Rows from an object-pointing dataset -
^^^^^^^^^^^^^^^^
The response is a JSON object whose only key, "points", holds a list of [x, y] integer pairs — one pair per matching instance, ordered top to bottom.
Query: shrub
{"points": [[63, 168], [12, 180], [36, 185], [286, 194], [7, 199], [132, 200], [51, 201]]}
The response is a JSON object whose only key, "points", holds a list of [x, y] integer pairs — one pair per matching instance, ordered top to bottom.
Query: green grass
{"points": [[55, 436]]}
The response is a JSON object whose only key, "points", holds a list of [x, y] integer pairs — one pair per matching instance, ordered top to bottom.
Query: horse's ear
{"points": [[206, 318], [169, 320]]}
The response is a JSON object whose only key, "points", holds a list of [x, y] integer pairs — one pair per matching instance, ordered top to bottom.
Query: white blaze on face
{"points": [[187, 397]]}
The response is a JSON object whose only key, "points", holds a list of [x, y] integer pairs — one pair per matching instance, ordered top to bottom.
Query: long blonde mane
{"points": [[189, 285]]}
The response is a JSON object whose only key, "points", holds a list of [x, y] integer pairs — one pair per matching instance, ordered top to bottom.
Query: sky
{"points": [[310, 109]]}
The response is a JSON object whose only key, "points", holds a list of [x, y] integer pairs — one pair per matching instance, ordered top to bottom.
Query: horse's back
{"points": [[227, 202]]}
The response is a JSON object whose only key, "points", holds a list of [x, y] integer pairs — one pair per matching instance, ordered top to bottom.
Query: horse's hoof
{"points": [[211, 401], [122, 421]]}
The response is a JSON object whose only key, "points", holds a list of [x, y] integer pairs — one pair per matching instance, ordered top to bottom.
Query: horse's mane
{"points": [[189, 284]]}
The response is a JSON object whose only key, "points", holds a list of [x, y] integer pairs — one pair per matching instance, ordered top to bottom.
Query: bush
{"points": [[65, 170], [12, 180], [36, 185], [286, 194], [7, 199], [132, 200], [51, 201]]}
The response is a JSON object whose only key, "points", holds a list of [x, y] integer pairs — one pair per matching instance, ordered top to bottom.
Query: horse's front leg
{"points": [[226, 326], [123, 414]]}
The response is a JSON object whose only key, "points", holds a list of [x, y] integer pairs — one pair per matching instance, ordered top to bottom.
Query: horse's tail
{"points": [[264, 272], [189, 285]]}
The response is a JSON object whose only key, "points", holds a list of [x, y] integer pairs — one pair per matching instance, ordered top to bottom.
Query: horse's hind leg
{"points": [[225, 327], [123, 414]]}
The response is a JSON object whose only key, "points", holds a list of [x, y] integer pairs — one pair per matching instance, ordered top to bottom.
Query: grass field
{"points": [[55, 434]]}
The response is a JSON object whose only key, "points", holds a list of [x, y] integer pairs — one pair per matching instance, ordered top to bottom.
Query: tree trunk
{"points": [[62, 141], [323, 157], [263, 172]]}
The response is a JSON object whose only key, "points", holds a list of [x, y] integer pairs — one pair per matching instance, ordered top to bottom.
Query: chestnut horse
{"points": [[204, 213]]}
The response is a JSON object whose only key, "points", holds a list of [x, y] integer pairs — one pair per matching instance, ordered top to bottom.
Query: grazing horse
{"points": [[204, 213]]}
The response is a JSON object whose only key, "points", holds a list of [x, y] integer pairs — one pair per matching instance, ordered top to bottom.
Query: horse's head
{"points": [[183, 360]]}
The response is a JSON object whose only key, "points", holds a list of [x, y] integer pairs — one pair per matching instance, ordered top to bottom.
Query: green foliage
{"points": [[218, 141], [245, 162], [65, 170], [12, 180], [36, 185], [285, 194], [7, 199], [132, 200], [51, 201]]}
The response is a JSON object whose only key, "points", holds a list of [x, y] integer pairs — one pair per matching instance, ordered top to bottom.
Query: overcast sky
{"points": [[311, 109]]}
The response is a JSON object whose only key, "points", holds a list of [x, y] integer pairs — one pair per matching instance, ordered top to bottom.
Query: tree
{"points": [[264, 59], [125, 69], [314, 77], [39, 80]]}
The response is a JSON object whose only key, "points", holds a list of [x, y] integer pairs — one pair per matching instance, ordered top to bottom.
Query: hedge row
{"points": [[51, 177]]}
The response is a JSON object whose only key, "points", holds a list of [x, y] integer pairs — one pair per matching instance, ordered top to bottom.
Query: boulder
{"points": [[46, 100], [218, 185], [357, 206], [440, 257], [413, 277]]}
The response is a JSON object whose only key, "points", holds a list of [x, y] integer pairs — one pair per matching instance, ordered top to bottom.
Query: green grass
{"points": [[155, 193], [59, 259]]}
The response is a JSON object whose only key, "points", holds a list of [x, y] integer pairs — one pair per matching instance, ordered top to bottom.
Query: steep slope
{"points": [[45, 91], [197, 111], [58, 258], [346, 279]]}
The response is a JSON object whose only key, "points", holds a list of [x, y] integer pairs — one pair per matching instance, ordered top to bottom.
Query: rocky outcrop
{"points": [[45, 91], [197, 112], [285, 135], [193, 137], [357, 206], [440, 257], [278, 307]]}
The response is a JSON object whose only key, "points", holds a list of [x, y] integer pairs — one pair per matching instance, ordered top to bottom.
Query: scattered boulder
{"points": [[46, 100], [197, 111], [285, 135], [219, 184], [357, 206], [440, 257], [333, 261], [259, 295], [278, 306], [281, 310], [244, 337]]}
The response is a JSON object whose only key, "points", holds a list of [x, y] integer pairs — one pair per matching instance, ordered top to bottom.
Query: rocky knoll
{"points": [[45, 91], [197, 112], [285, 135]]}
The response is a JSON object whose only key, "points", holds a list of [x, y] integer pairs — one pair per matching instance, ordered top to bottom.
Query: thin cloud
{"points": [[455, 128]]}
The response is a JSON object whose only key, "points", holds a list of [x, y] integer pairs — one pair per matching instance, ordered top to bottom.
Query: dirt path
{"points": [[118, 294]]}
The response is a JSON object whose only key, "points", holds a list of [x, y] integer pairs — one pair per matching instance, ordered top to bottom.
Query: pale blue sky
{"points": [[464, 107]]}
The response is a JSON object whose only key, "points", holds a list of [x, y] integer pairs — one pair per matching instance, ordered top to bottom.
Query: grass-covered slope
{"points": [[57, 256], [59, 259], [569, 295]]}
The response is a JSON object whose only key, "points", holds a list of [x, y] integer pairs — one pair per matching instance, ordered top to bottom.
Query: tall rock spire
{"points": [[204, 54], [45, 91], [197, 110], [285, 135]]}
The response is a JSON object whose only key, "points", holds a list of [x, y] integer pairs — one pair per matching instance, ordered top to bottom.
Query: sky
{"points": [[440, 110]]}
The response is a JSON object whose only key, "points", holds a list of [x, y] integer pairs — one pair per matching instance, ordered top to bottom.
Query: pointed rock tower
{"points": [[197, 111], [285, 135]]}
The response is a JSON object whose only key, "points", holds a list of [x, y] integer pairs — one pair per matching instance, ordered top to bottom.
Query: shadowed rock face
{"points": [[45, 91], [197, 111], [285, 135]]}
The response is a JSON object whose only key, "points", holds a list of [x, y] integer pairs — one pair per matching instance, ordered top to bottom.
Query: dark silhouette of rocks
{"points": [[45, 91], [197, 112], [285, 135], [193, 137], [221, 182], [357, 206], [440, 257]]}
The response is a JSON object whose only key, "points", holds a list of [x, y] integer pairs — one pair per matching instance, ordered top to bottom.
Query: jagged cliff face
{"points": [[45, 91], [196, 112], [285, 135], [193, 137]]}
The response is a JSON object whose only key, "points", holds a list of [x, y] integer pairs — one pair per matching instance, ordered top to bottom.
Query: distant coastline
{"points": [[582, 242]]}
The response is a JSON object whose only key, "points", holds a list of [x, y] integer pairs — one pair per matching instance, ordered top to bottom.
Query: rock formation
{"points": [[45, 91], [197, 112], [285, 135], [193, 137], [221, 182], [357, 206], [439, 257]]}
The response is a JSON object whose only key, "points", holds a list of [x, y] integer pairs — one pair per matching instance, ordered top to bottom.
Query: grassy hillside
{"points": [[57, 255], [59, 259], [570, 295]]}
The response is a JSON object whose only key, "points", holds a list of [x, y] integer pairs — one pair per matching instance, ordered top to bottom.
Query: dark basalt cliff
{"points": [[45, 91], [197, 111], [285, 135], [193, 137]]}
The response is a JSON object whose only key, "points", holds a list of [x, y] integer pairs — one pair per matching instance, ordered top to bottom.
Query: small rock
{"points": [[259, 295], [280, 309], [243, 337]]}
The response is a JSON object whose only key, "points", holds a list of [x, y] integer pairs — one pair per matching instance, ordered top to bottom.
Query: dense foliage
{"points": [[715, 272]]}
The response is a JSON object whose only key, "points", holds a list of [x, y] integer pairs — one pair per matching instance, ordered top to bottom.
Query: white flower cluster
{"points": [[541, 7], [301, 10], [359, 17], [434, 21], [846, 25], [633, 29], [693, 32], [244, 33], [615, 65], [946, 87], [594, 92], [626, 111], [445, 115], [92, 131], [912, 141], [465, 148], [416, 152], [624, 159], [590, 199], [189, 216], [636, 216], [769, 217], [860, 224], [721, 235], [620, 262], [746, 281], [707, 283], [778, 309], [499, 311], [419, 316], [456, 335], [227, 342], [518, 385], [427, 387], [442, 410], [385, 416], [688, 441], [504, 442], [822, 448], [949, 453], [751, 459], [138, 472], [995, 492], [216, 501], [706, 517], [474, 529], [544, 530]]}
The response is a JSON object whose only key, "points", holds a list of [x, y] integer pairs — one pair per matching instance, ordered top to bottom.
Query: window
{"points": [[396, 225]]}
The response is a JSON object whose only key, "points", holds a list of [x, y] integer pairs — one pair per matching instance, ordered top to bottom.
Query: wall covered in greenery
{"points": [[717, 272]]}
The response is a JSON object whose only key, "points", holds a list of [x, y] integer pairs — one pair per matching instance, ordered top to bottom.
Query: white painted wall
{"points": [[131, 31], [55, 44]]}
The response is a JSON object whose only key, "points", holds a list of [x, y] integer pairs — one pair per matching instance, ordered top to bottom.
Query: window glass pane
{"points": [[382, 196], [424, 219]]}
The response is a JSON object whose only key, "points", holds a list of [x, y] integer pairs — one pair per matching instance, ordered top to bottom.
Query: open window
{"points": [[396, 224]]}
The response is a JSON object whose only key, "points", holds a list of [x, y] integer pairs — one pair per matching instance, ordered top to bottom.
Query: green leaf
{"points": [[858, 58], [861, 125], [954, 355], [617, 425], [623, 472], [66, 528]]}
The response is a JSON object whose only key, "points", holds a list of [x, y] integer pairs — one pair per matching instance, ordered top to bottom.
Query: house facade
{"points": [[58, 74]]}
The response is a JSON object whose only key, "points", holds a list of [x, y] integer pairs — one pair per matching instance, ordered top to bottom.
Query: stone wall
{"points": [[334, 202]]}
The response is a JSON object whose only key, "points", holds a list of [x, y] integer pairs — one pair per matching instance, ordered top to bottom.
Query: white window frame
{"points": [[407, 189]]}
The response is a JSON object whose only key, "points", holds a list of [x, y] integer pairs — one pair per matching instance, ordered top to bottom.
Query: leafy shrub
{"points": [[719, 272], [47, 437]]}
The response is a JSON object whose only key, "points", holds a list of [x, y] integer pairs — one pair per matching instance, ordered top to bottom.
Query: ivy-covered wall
^^^^^^^^^^^^^^^^
INSTRUCTION -
Please pick out and copy every line of the data above that contains the string "window". Treat uppercase and lowercase as different.

REPLY -
Query: window
Query: window glass pane
Query: open window
Query: white window frame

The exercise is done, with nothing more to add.